====== TEXT UNDER STUDY
Enzymes that catalyze the hydrolytic cleavage of the carboxyl-terminal amino acid residue from an oligo- or polypeptide chain are called carboxypeptidases.
One group of these enzymes uses a catalytic mechanism analogous to that of the serine proteinases and, in fact, are inhibited by the prototypical serine proteinase inhibitor, diisopropylfluorophosphate (DIFP). These enzymes are found in the vacuoles of higher plants and fungi and in the lysosomes of animal cells, and they presumably participate in intracellular protein degradation. Many fungi also secrete serine carboxypeptidases. Carboxypeptidase Y(E.C. 3.4.16.1) is a serine carboxypeptidase present in yeast vacuoles (1). It is a very useful enzyme for determining the amino acid sequence of peptides and proteins (see Protein Sequencing), because it can release all C-terminal amino acids, including proline. Moreover, it is active in the presence of denaturants, such as urea or sodium dodecyl sulfate (SDS), and in the pH range from 4 to 7.
The other group contains metallocarboxypeptidases, which have a zinc ion at the catalytic site (2). The best known of these are the pancreatic enzymes, carboxypeptidases A and B, which are synthesized as largely inactive zymogens, procarboxypeptidases A and B, and stored in the zymogen granules of the pancreatic acinar cells. On ingestion of a meal, they are released into the duodenum through the pancreatic duct, become activated by the action of trypsin, and help digest dietary proteins and peptides. The specificity of carboxypeptidase A (E.C. 3.4.17.1) is toward aromatic and bulky hydrophobic amino acids, nicely complementary to that of chymotrypsin, which generates peptides with just such amino acids at their C-termini. Similarly, the specificity of carboxypeptidase B (E.C. 3.4.17.2) is toward peptides with the C-terminal basic amino acids arginine and lysine, which can be generated by the action of trypsin. The combined action of these endo- and exopeptidases ensures optimum formation of essential amino acids. Carboxypeptidase N circulates in plasma and is a peptidyl-L-arginine hydrolase that is thought to be responsible for the degradation of bradykinin and other hormones.
An important dipeptidyl carboxypeptidase, angiotensin converting enzyme (ACE), cleaves C-terminal dipeptides from a variety of substrates, most notably angiotensin I and bradykinin. The former reaction generates angiotensin II, a potent vasopressor, and the latter inactivates a vasodilator. This dual effect on blood pressure has led to the widespread use of ACE inhibitors as antihypertensive agents.
============
====== DATASET EXTRACT
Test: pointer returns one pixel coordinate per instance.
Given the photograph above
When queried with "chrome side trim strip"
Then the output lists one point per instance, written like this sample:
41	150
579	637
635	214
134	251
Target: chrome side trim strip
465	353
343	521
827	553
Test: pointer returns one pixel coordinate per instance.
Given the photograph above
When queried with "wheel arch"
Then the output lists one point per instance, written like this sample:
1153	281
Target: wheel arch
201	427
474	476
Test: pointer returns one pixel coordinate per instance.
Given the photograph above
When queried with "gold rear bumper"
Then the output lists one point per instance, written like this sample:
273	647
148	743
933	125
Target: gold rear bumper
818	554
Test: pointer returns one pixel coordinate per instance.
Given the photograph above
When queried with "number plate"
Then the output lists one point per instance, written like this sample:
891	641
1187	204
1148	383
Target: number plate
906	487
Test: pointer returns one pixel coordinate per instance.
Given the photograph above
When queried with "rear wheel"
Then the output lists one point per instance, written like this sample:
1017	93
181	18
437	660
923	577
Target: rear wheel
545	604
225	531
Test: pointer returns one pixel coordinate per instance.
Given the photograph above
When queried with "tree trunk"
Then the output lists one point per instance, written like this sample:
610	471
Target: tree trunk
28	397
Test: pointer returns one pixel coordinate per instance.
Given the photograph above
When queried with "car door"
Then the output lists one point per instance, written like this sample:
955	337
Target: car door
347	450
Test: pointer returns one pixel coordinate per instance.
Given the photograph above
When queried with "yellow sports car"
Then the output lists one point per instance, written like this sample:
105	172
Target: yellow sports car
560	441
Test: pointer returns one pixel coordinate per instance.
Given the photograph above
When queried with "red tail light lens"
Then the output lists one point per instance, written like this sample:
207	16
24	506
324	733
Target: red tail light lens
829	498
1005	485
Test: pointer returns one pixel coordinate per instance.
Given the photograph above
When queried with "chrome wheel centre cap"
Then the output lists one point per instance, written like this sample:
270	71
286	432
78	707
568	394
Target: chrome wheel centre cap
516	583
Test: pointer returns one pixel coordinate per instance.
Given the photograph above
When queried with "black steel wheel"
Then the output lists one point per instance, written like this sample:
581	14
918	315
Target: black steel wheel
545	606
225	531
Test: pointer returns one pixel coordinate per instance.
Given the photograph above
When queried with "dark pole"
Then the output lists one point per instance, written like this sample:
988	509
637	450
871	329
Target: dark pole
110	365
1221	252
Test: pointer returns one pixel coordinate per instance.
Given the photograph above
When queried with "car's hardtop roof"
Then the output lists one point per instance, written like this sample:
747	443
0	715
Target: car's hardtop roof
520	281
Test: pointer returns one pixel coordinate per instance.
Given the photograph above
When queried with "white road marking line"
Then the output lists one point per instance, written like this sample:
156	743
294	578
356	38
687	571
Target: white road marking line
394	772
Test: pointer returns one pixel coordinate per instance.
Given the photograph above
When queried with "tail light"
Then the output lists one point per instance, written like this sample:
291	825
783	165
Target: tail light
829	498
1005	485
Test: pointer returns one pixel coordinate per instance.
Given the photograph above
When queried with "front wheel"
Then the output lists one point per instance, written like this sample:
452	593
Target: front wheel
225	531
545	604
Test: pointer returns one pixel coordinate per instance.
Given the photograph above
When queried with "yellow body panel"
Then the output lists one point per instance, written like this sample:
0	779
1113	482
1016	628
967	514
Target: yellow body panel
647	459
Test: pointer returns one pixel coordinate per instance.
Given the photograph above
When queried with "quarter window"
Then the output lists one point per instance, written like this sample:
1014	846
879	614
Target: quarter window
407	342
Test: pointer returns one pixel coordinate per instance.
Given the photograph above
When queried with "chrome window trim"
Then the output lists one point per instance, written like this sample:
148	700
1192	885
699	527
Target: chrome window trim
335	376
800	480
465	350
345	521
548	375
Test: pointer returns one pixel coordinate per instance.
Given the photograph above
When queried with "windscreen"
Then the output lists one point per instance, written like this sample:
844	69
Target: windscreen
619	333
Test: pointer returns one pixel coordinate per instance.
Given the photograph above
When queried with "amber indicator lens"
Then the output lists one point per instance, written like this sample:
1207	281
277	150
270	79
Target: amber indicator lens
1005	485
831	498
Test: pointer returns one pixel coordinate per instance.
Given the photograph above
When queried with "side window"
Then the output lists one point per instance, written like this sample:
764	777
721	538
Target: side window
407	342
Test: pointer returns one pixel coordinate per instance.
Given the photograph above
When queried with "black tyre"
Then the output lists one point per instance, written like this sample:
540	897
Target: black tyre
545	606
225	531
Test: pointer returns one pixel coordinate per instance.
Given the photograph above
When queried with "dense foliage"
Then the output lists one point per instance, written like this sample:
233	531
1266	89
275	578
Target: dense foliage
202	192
============
▶ [PROMPT] Print the section of the carboxypeptidase text above that begins with the words containing "An important dipeptidyl" and ends with "as antihypertensive agents.", copying it word for word.

▶ [WRITTEN SOLUTION]
An important dipeptidyl carboxypeptidase, angiotensin converting enzyme (ACE), cleaves C-terminal dipeptides from a variety of substrates, most notably angiotensin I and bradykinin. The former reaction generates angiotensin II, a potent vasopressor, and the latter inactivates a vasodilator. This dual effect on blood pressure has led to the widespread use of ACE inhibitors as antihypertensive agents.